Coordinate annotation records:
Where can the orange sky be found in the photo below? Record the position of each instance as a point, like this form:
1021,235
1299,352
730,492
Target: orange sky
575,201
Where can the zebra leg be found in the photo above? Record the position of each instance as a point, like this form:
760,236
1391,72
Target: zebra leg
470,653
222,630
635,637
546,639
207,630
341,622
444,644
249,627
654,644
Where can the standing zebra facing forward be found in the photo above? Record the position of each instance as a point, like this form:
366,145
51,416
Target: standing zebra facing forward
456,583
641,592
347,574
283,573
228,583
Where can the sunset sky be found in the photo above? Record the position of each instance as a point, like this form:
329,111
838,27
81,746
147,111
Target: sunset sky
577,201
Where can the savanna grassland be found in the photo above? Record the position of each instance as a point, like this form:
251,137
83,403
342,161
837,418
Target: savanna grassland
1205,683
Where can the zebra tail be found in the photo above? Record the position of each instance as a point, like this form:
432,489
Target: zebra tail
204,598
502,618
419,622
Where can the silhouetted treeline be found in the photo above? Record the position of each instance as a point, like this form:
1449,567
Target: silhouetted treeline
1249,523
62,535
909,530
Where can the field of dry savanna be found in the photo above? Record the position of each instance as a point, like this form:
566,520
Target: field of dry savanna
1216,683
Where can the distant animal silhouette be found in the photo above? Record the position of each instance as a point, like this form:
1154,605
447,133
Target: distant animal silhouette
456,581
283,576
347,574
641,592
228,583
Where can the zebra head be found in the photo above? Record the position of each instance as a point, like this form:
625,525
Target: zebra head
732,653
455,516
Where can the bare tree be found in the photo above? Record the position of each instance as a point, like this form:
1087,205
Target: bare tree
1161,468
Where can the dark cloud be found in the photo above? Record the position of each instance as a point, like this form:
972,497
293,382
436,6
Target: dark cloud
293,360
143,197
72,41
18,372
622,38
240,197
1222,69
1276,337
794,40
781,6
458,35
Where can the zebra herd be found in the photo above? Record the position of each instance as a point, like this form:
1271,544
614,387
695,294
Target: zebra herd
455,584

PROBLEM DESCRIPTION: Transcribe every record above exactly as it appears.

THE ANSWER:
Where can the orange sky be found in the photo below? Record the position of each instance as a point, like this form:
1021,235
1299,352
730,492
Target: orange sky
575,201
Where can the zebra leg be found in the photo above? Record the position of each instance as a point, like this form:
760,236
1391,72
Target: zebra leg
470,653
222,630
635,637
546,639
207,630
341,622
444,644
249,627
654,644
Where can the standing zebra facing forward be found in the photo above? Record the position of each instance as a point, like this form:
366,145
51,416
Target: standing zebra facing forward
456,583
641,592
347,574
283,573
228,583
Where can the sunset sky be found in the photo above? Record the position of each instance as a point, like this form:
329,111
838,27
81,746
147,111
Target: sunset sky
577,201
Where can the savanna grassland be found in the photo above? Record the position of each instance as a point, like this form:
251,137
83,403
342,161
837,418
Target: savanna grassland
1205,683
Where can the zebra tail be found in the photo above? Record the position of each instance as a point, like this form:
432,489
Target: zebra tail
204,598
502,618
419,622
Where can the silhouetted treeline be found in the photo above? Record the position of each instance as a point, like this form:
1449,567
Target: silhouetted treeline
1249,523
62,535
909,530
Where can the field of dry savanna be found in the photo above? Record the position of each instance as a point, like this form:
566,520
Target: field of dry savanna
1216,683
Where can the distant animal silhouette be found in the photo above? Record the position of each instance as a point, like this form:
1154,605
447,133
Target: distant animal silhouette
456,581
283,576
347,574
641,592
228,583
Where can the zebra head be found in the photo above? Record the position of each instance as a point, like this form:
625,525
Target: zebra head
732,653
455,516
Where can the bare tree be found in the photo above? Record the position of each instance as a point, like this form:
1087,205
Target: bare tree
1161,468
Where can the dark cloud be found in the photo above? Record the position of each instance as a point, like this form:
972,497
293,382
436,6
Target: dark cloud
293,360
143,197
72,41
18,372
622,38
240,197
1222,69
1276,337
794,40
781,6
458,35
Where can the zebra herd be found in the photo above? Record the position of each instance as a point, like this form:
1271,544
614,387
695,294
Target: zebra herd
455,584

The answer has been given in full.